## Assignment
Leaving every picture out, repeat all of the entries below exactly.

*** Block opens ***

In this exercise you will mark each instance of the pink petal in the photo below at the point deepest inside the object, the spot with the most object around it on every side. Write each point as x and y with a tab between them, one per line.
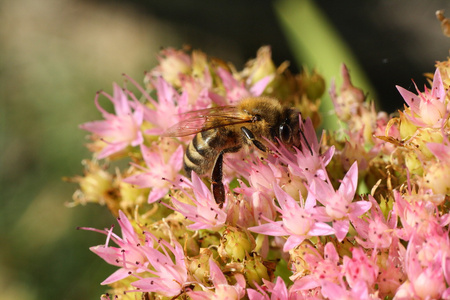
359	208
216	274
438	90
272	228
320	228
411	99
116	276
348	186
156	194
258	88
293	241
341	228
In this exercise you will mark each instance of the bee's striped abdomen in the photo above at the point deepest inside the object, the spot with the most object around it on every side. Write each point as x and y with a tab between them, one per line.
200	154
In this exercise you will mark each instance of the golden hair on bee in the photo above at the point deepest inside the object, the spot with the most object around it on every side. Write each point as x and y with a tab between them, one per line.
226	129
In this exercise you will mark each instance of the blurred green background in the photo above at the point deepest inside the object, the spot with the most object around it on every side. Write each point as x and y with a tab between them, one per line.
54	56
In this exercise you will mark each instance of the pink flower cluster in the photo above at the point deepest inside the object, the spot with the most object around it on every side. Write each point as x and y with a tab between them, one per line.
299	208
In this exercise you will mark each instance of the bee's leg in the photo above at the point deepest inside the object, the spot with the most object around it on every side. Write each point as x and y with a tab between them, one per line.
216	178
250	136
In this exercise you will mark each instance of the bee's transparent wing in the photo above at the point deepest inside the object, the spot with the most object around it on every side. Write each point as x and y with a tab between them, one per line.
201	120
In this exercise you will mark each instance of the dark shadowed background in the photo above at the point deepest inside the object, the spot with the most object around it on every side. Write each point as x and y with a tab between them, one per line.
54	56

*** Block closes ***

## Response to this exercise
In this exercise you will mark each instance of the pink petal in the photo below at the point deepest inside the object, the spot with the most object around it on every side. Write each point as x and y with a tab between them, one per line.
359	208
216	274
438	90
272	228
320	228
411	99
116	276
348	186
156	194
258	88
293	241
341	228
In this exercise you will mark each instance of the bee's striped abdomen in the photo above at the point deepest inside the object, the spot with the most object around it on every side. Write each point as x and y with a tab between them, one per line.
200	154
In this exercise you will mark each instance of the golden hair on bee in the photo above at the point deepest inside the object, the spot with the most object around it on every side. Write each point as x and y with a tab between them, one per line.
226	129
In this exercise you will mark each instance of the blurred green background in the photo above at the point deepest inside the object, the spot with the most object around it on every side. Write each point as x and y with a tab between them, one per line.
54	56
In this exercise you will mark each instance of the pink flower cluster in the photo above at the point deepest inside the object, the spot with the most object around it on every side. Write each point as x and y with a tab between them, one per line.
299	208
In this exercise you will mark each instance of the bee's leg in the photo above at the point deepest inside the object, the spot with the most object around it on every side. Write each point as x and y with a tab between them, one per line.
216	178
250	136
In this exercise you will mark each instance of the bee's transparent wing in the photo above at the point deepest inside the object, the spot with the most object around it on every side. Write each point as x and y with a tab between them, one per line.
201	120
In this exercise you will mark each instance of the dark shadowed background in the photo above at the point deepest inside the object, the spot with the most object around it on every side. Write each point as x and y with a tab between them, one per line.
54	56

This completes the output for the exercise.